5:15PM- Dinner with the family

6:30PM- Bath time for Florence

7:30PM- Story and bedtime for Florence

7:45PM- Time with Katie

10:00PM- Free time when Katie goes to sleep

12:00-1:00AM- Bedtime

I’m a stickler about my schedule and my routine. It has to go as close to design as possible to ensure I get as much done as possible. Food, coffee, and adequate sleep are also big keys to my creative practice.

How do you balance/prioritize being a stay-at-home dad with being a full-time artist? Spending time with Florence and Katie is my highest priority. With Florence at home with me during the time between summer camp and pre-K I’ve had to really try to spend time with her and keep her entertained while also stressing that, though its pretty cool that Dad’s an artist, artists have to work and I need that time to work. That being said, Florence typically understands when its work time for me and stays entertained close by with movies, music, toys, or artistic projects of her own. My favorite times are when she works in her notebook or on her own canvas while I work. She’s a pretty active, outgoing kid, but we understand each other pretty well, and she knows when I’m good to play and when I need to be quiet, low-key, and introverted. Mainly, though, I work when I can work, and I play and give her attention as she needs me. I’m definitely still figuring it out and know several places I could improve, but she seems happy and content to be my best studio assistant.

What you are asked to do: Could you condense the paragraph beginning "How do you balance/prioritize" in the text about working from home as an artist and parent into a short bulleted list of its main facts?

Data under study:
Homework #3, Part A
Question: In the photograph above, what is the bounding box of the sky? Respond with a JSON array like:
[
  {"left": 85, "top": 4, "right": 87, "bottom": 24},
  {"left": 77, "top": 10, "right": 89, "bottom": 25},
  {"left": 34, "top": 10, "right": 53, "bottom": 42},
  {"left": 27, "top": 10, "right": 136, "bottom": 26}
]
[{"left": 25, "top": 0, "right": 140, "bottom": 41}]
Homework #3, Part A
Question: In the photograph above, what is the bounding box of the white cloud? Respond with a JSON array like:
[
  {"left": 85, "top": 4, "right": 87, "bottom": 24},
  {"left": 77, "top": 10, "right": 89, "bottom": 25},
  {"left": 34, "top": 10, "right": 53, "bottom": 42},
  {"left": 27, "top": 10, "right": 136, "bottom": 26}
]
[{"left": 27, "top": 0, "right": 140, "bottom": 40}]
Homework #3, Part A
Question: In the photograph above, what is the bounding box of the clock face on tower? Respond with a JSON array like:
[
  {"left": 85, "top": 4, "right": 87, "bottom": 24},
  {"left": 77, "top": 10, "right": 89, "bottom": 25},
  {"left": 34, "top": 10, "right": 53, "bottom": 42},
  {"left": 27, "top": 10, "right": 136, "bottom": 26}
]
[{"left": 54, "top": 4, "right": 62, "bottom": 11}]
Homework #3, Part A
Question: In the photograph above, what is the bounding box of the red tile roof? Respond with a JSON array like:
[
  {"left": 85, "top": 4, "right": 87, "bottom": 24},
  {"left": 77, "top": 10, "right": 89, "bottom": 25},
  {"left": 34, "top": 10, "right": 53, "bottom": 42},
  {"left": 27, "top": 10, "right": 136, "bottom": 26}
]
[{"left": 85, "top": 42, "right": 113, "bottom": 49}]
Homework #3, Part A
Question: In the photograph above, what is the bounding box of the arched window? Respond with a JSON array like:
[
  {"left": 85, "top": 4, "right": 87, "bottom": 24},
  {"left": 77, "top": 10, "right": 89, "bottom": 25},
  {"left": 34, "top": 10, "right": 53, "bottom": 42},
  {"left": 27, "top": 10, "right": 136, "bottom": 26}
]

Your response:
- Spending time with Florence and Katie is the top priority.
- Florence is home between summer camp and pre-K, so the writer keeps her entertained while explaining that an artist needs time to work.
- During work time she usually stays nearby with movies, music, toys, or art projects of her own. The favorite times are when she works in her notebook or on her own canvas.
- She is active and outgoing but knows when her dad can play and when he needs quiet.
- He works when he can and gives her attention when she needs it. He is still figuring it out, but she seems happy as his "best studio assistant."